• **Source**

====================

Teen downs giant Ashland Island buck

Zach Jones arrowed this giant Ashbrook Island buck, which green-scored north of 164 inches.
Zach Jones arrowed this giant Ashbrook Island buck, which green-scored north of 164 inches.

Jones’ big 11-pointer green-scores 164 ⅞

For Zach Jones, a 17-year-old junior at Sterlington High School, downing big bucks has almost become second nature.

When he was just 11 years old, he used a rifle to lay a 170-inch buck on the ground. The following year using his crossbow, a 140-inch buck bit the dust.

And last weekend, the 17-year-old used a compound bow to arrow a big 165-inch 11-pointer on Ashbrook Island, a 6,000-acre chunk of real estate adjacent to the Mississippi River in Washington County, Mississippi.

“Everybody at the camp had their eyes out for this particular buck. I’ve had him on our trail cameras for the past three years and last year, I actually had a chance at him when we guessed he was probably in the 160-inch range,” said Jones, who lives north of Monroe. “We decided to let him have another year of growth before taking him.”

On Saturday, Nov.10, Jones climbed into a box stand overlooking a 300-yard long food plot planted with winter wheat. As he sat in the stand, he was looking at a thicket on to his left and a small stand of open woods to the right. Along the edge of the open woods was a grove of persimmon trees that storms had recently hit hard, and deer were targeting the fallen persimmons.

“Under the persimmon trees was a large scrape, half the size of the hood on my pickup truck,” he said. “It was an area I was particularly interested in because deer were checking the scrape and feeding on the persimmons.”

====================

• **Entries**
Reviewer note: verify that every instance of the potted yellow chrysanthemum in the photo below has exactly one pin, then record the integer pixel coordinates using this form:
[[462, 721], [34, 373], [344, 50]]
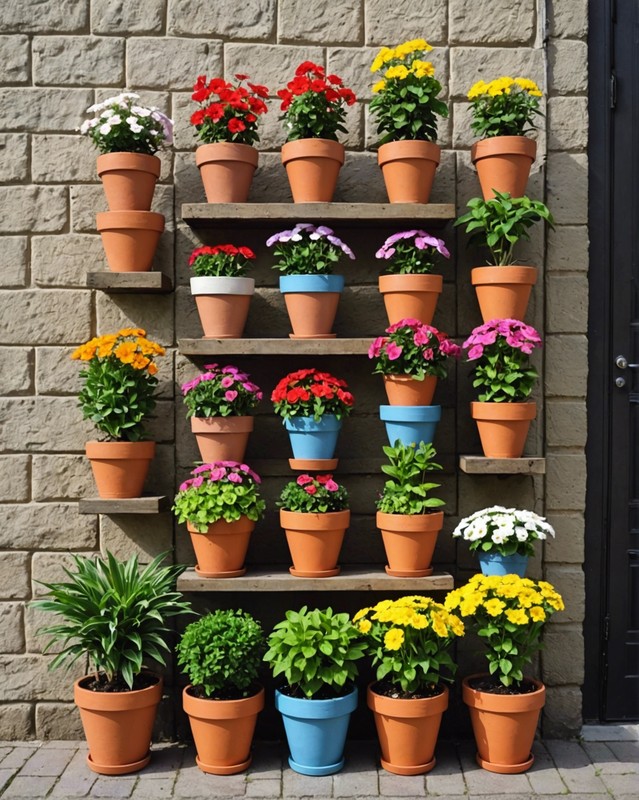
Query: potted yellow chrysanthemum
[[119, 384], [503, 112], [406, 107], [408, 640]]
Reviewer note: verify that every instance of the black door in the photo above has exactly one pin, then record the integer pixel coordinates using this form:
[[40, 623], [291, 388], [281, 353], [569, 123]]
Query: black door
[[612, 561]]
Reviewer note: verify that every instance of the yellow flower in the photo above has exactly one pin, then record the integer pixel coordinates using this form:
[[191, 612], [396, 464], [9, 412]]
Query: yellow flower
[[394, 639]]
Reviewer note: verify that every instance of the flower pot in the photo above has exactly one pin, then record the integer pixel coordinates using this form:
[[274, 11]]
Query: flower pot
[[311, 303], [120, 468], [410, 296], [503, 164], [223, 305], [129, 180], [130, 238], [117, 726], [503, 427], [404, 390], [226, 170], [316, 731], [222, 438], [410, 424], [315, 541], [504, 726], [223, 731], [408, 169], [493, 563], [312, 167], [221, 551], [407, 730], [313, 440], [503, 292], [409, 542]]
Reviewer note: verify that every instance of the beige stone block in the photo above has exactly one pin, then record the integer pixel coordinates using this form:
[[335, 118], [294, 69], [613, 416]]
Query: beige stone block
[[16, 368], [566, 365], [568, 66], [171, 63], [54, 525], [390, 23], [480, 22]]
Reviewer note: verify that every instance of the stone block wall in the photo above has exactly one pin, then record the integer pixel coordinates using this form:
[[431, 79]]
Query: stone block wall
[[58, 58]]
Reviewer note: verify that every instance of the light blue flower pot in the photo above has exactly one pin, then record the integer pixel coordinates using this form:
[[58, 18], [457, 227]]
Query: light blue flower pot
[[316, 731], [410, 424], [312, 440], [496, 564]]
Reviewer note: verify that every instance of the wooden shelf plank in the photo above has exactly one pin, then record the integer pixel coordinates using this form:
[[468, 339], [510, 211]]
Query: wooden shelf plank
[[480, 465], [129, 505], [351, 579], [120, 282], [279, 347], [267, 215]]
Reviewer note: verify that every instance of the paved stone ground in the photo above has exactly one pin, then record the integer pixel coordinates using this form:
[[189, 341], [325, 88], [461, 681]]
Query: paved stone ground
[[591, 770]]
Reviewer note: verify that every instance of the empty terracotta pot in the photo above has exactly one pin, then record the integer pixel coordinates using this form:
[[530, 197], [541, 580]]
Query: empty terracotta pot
[[130, 238]]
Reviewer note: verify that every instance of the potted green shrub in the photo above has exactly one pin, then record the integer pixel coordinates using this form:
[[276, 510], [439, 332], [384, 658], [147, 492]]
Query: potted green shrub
[[315, 515], [220, 504], [316, 654], [221, 653], [406, 514], [115, 615], [408, 640], [503, 288]]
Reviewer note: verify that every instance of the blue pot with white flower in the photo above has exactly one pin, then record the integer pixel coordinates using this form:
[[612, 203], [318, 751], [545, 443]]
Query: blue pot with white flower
[[410, 424]]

====================

• **Set task**
Pick up the article about Zach Jones's bowhunt right after its final sentence and keep writing it.

• **Task result**
Zach Jones arrowed this giant Ashbrook Island buck from 30 yards on Nov. 10. The 11-point green-scored north of 164 inches.
Zach Jones arrowed this giant Ashbrook Island buck from 30 yards on Nov. 10. The big 11-point green-scored north of 164 inches.

At around 3:15 that afternoon, he had sat only a few minutes before about 10 does came out from the woods and started working on the fruit.

“Then a small buck walked out almost under my stand and headed for the scrape. As I watched him, I caught movement in the thicket and a big buck came out and headed for the persimmon grove,” Jones said. “As he walked up, the little buck left to avoid getting whipped, and the buck seemed to have his eye on one particular doe.”

When the big buck stepped out, Jones knew it was the one he was targeting. It was the first time he’d seen the deer this season;  all other sightings were via trail camera images.

“After I had killed the big 170-inch buck seven years ago, we knew this one was not quite as large as that one so we gave him the nickname of ‘Junior’. As I was getting my bow up to the window to prepare for a shot, I got a text from my dad asking if I was in my stand yet. I told him I was and was about to shoot Junior. I shoot a Hoyt bow and a Rage broadhead, and as the buck was slightly quartered away from me at 30 yards, I released the arrow,” Jones said. “He kicked and then took off. I was able to watch him fall in the open woods traveling about 50 yards after the shot. I texted my dad and told him the deer was down.”

It was the heaviest buck he’d ever shot, tipping the scales at 250 pounds. The giant rack featured 11 points, with an inside spread at 19 ⅞ inches, and main beams over 24 inches long, with 12-inch G2s.

The buck green-scored a whopping 164 ⅞ at Simmons Sporting Goods, where it currently sits in first place in the men’s archery category.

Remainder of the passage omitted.